**GIVEN PROBLEM**
Could you render every row below as a numbered list, skipping any blank lines and leaving the pictures out?

**Position identification records**
● ● ●
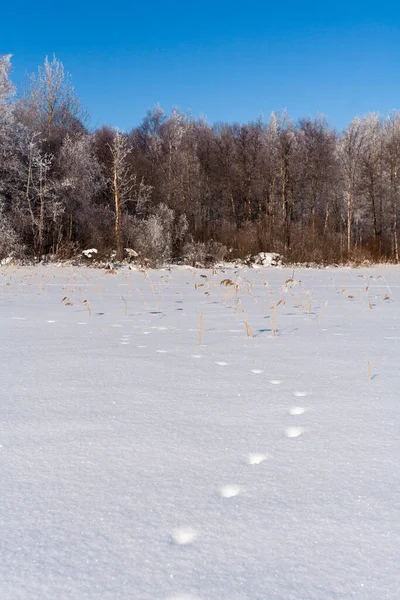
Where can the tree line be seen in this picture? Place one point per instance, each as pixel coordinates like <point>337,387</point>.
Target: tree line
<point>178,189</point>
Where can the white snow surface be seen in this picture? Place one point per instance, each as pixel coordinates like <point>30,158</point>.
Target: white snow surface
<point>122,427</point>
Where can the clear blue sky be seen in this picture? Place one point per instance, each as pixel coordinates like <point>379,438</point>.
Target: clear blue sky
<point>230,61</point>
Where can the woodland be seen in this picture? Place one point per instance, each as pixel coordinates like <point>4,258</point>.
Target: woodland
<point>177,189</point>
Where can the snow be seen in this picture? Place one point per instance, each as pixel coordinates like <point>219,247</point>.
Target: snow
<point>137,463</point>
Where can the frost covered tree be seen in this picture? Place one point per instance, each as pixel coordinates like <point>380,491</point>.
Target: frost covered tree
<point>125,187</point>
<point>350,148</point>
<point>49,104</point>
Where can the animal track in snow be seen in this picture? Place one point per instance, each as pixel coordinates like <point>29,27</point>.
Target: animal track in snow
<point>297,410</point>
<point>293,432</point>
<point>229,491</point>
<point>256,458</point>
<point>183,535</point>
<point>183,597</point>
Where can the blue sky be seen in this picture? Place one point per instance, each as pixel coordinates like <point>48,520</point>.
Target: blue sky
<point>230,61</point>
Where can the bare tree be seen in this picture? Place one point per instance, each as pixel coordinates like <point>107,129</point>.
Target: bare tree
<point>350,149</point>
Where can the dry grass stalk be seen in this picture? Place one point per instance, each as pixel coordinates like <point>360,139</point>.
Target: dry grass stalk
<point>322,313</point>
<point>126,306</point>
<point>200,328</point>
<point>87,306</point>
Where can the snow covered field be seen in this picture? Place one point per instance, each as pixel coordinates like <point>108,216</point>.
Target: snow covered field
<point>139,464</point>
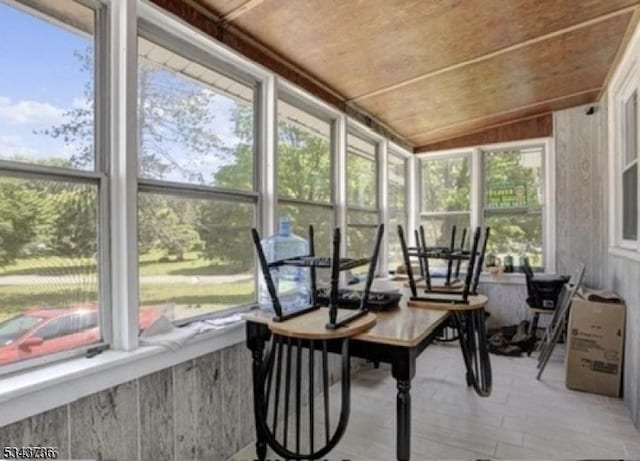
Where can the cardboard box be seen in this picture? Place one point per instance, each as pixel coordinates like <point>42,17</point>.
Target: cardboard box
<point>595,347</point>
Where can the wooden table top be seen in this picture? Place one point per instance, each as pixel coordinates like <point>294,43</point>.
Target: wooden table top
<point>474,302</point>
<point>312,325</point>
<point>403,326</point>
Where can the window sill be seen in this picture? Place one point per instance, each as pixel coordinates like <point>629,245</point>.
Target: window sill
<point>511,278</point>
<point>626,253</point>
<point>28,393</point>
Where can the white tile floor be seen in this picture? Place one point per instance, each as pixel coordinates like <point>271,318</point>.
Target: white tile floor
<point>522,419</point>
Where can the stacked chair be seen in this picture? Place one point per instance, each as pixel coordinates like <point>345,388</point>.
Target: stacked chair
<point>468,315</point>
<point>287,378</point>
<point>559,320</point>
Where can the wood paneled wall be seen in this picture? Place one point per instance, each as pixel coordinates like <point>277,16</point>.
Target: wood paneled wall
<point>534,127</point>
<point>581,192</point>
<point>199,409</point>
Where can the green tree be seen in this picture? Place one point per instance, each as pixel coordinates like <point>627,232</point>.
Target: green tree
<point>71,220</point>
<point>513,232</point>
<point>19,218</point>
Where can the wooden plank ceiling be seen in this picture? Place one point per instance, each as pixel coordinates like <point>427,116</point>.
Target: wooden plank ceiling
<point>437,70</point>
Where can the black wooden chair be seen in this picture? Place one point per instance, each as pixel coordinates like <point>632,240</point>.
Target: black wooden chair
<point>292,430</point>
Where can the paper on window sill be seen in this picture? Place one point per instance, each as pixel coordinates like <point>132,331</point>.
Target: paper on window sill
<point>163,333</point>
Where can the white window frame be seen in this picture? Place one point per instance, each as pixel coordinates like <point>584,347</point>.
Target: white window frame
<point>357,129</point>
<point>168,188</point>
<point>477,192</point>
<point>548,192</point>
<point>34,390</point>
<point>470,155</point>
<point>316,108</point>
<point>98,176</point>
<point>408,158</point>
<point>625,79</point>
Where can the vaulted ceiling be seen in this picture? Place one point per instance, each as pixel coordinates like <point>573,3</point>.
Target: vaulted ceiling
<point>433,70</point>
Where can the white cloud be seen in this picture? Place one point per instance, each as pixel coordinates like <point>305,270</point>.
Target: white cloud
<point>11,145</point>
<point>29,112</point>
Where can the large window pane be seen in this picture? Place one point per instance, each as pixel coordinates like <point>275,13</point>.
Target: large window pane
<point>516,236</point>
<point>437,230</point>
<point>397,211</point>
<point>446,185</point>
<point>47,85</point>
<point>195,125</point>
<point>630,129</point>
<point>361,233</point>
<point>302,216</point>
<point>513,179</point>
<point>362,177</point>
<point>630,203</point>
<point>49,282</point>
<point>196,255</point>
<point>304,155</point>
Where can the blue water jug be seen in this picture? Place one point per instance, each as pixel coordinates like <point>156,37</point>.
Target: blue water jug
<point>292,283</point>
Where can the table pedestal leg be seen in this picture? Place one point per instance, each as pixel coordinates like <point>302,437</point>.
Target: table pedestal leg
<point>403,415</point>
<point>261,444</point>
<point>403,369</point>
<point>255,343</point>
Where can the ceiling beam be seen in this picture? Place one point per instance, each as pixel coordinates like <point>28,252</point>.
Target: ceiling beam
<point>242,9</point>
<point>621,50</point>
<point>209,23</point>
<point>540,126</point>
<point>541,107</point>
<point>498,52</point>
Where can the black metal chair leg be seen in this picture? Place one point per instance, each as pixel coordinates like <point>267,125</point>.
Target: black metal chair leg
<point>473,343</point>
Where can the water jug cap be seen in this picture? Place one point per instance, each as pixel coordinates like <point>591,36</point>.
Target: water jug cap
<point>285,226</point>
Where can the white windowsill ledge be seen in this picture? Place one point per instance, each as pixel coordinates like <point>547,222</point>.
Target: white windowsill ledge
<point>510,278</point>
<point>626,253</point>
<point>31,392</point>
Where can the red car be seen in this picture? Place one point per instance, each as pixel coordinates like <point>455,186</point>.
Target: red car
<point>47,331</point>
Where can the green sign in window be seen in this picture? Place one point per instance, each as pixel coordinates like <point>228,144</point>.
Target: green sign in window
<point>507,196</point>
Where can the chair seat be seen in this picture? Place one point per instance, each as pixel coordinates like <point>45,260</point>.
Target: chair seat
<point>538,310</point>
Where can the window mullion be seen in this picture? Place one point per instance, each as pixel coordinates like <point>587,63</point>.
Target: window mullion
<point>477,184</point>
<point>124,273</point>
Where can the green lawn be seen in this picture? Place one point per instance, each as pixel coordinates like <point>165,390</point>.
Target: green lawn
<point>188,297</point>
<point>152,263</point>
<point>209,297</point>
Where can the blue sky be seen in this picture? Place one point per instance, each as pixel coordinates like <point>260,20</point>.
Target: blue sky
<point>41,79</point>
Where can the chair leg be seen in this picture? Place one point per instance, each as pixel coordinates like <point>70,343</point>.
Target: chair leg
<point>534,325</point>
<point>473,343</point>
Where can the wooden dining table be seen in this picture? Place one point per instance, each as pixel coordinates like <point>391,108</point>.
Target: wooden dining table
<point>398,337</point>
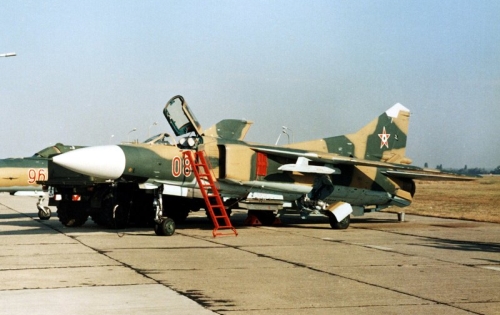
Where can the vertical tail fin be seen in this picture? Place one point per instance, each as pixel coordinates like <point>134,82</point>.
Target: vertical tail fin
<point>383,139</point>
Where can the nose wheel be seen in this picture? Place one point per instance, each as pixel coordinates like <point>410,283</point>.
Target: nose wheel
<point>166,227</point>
● ● ●
**RESPONSE TO THIS EXERCISE**
1. Where can the tree line be seen in this picture? Place one point per instance, each as pixel coordinates like <point>337,387</point>.
2. Target: tree line
3. <point>178,189</point>
4. Where can the white snow surface be seen in this picture? Place one point per instance, each as pixel coordinates like <point>30,158</point>.
5. Target: white snow surface
6. <point>122,427</point>
7. Where can the clear blue sky be seen in this picture? Place one point per instance, each as pixel coordinates like <point>379,438</point>.
8. Target: clear blue sky
9. <point>230,61</point>
10. Where can the woodland be seen in this picture? Place one point per instance, each as pixel coordinates like <point>4,258</point>.
11. Target: woodland
12. <point>177,189</point>
13. Where can the snow be seen in this picture? Place one point per instance, each as pixel coordinates like <point>219,247</point>.
14. Target: snow
15. <point>137,463</point>
16. Where can the frost covered tree be seen in this picture? Place one point per instance, each as pixel coordinates like <point>380,491</point>.
17. Target: frost covered tree
18. <point>125,187</point>
19. <point>350,148</point>
20. <point>49,104</point>
21. Where can the animal track in snow be seen in this picture? Place one point per instance, each as pixel coordinates like <point>29,27</point>.
22. Target: animal track in snow
23. <point>297,410</point>
24. <point>293,432</point>
25. <point>229,491</point>
26. <point>256,458</point>
27. <point>183,535</point>
28. <point>183,597</point>
29. Where can the blue sky be seen in this picture? Place one point per instance, each as pixel coordinates like <point>48,520</point>.
30. Target: blue sky
31. <point>230,61</point>
32. Where can the bare tree be seen in this picture? Place one point per instance, each as pixel coordinates like <point>107,129</point>.
33. Target: bare tree
34. <point>350,149</point>
35. Where can the dry grass stalk be seen in this picture? Place one point per instance, each as pixel coordinates like <point>360,139</point>.
36. Target: dry grass stalk
37. <point>322,313</point>
38. <point>126,306</point>
39. <point>200,328</point>
40. <point>87,306</point>
41. Where can the snow covered field be seen in this picture? Place one point per instance, each as pixel coordinates like <point>108,216</point>.
42. Target: snow covered field
43. <point>139,464</point>
44. Where can the cardboard box be seen in this picture? Place one point per instance, each as pixel coordinates like <point>42,17</point>.
45. Target: cardboard box
46. <point>595,347</point>
47. Where can the wooden table top be seen in this picture? Place one point per instance, each as pixel coordinates like <point>294,43</point>.
48. Target: wooden table top
49. <point>474,302</point>
50. <point>312,325</point>
51. <point>403,326</point>
52. Where can the window sill be seen in this picture? Place one point per instance, each as pixel coordinates like <point>629,245</point>.
53. Target: window sill
54. <point>511,278</point>
55. <point>626,253</point>
56. <point>28,393</point>
57. Where can the white tile floor be seen in this picture? Place one point per instance, each as pixel coordinates like <point>271,318</point>.
58. Target: white tile floor
59. <point>522,419</point>
60. Where can the stacked chair be seen in this picture? Place one point per instance, each as pixel coordinates like <point>345,388</point>.
61. Target: stacked chair
62. <point>468,315</point>
63. <point>287,378</point>
64. <point>559,320</point>
65. Where can the wood paneled wall be seen in this picture? Place one point per instance, each as pixel coordinates like <point>277,16</point>.
66. Target: wood paneled wall
67. <point>534,127</point>
68. <point>581,192</point>
69. <point>199,409</point>
70. Where can the green tree be seen in this picture? Place one point per instance, each as pixel coordinates like <point>627,232</point>.
71. Target: green tree
72. <point>71,220</point>
73. <point>513,232</point>
74. <point>19,218</point>
75. Where can the wooden plank ceiling be seen in this picture? Place one point per instance, each as pixel coordinates like <point>427,116</point>.
76. Target: wooden plank ceiling
77. <point>437,70</point>
78. Where can the black wooden chair be seen in this picture? Place one point per instance, each as pixel coordinates like <point>632,240</point>.
79. Target: black wooden chair
80. <point>292,430</point>
81. Where can the paper on window sill be seen in this picture? Place one point per instance, each as pixel coordinates like <point>132,331</point>.
82. Target: paper on window sill
83. <point>163,333</point>
84. Where can the white window frame be seen in this picture? Place one point per instance, each as pixel coordinates like <point>584,347</point>.
85. Target: white window frame
86. <point>357,129</point>
87. <point>168,188</point>
88. <point>477,192</point>
89. <point>548,192</point>
90. <point>34,390</point>
91. <point>470,155</point>
92. <point>316,108</point>
93. <point>98,176</point>
94. <point>408,158</point>
95. <point>625,79</point>
96. Where can the vaulted ceiling be seen in this picture? Place one point per instance, each as pixel coordinates like <point>573,3</point>.
97. Target: vaulted ceiling
98. <point>433,70</point>
99. Where can the white cloud be seen in this picture? Place one point per instance, each as pixel coordinates like <point>305,270</point>.
100. Target: white cloud
101. <point>11,145</point>
102. <point>29,112</point>
103. Where can the large window pane be seen in this picture? Place one point per instance, each as pixel coordinates like <point>275,13</point>.
104. Target: large window pane
105. <point>516,236</point>
106. <point>437,230</point>
107. <point>397,211</point>
108. <point>446,185</point>
109. <point>47,85</point>
110. <point>195,125</point>
111. <point>630,129</point>
112. <point>361,233</point>
113. <point>302,216</point>
114. <point>513,179</point>
115. <point>362,177</point>
116. <point>630,203</point>
117. <point>49,282</point>
118. <point>196,255</point>
119. <point>304,155</point>
120. Where can the blue water jug be seen in this picture? Place one point per instance, each as pixel coordinates like <point>156,37</point>.
121. Target: blue water jug
122. <point>292,283</point>
123. Where can the table pedestal leg be seen in this picture? Place one point per instance, each as pixel coordinates like <point>302,437</point>.
124. Target: table pedestal leg
125. <point>403,415</point>
126. <point>261,444</point>
127. <point>403,369</point>
128. <point>255,343</point>
129. Where can the ceiling beam be seen in this picture? Place one point per instance, each as pixel coordinates like <point>28,252</point>.
130. Target: ceiling beam
131. <point>242,9</point>
132. <point>621,50</point>
133. <point>209,23</point>
134. <point>540,126</point>
135. <point>541,107</point>
136. <point>498,52</point>
137. Where can the black metal chair leg be seen in this picture? Place one point per instance, each as pixel coordinates like <point>267,125</point>.
138. Target: black metal chair leg
139. <point>473,343</point>
140. Where can the water jug cap be seen in this picture? Place one point per instance, each as pixel coordinates like <point>591,36</point>.
141. Target: water jug cap
142. <point>285,226</point>
143. Where can the white windowsill ledge be seen in this picture? Place one point per instance, each as pixel coordinates like <point>547,222</point>.
144. Target: white windowsill ledge
145. <point>510,278</point>
146. <point>626,253</point>
147. <point>31,392</point>
148. Where can the red car be seen in this picture? Place one point per instance, each as pixel coordinates like <point>455,186</point>.
149. Target: red car
150. <point>47,331</point>
151. Where can the green sign in window be seen in this picture? Place one point per instance, each as pixel coordinates like <point>228,144</point>.
152. Target: green sign in window
153. <point>507,196</point>
154. Where can the chair seat be seen in this picture? Place one point per instance, each as pixel coordinates like <point>45,260</point>.
155. Target: chair seat
156. <point>538,310</point>
157. Where can the window mullion be seen in this picture? Place one point per instance, each as pixel coordinates like <point>587,63</point>.
158. Target: window mullion
159. <point>477,184</point>
160. <point>124,273</point>
161. Where can the green lawn be seen in this picture? Place one point per instance, each as pixel coordinates like <point>165,390</point>.
162. Target: green lawn
163. <point>188,297</point>
164. <point>152,263</point>
165. <point>209,297</point>
166. Where can the blue sky be seen in this picture? Place one point per instance, each as pixel coordinates like <point>260,20</point>.
167. Target: blue sky
168. <point>41,79</point>
169. Where can the chair leg be seen in this picture? Place one point per instance, each as pixel coordinates like <point>70,343</point>.
170. Target: chair leg
171. <point>534,325</point>
172. <point>473,343</point>
173. Where can the wooden dining table be seen in this picture? Place one point per instance, each as pixel coordinates like <point>391,108</point>.
174. Target: wooden dining table
175. <point>398,337</point>
176. Where can the vertical tail fin be seen in this picture? Place one point per instance, each as pixel coordinates like <point>134,82</point>.
177. Target: vertical tail fin
178. <point>383,139</point>
179. Where can the nose wheel be seen in this picture? Place one point per instance, each as pixel coordinates like <point>410,283</point>.
180. Target: nose wheel
181. <point>166,227</point>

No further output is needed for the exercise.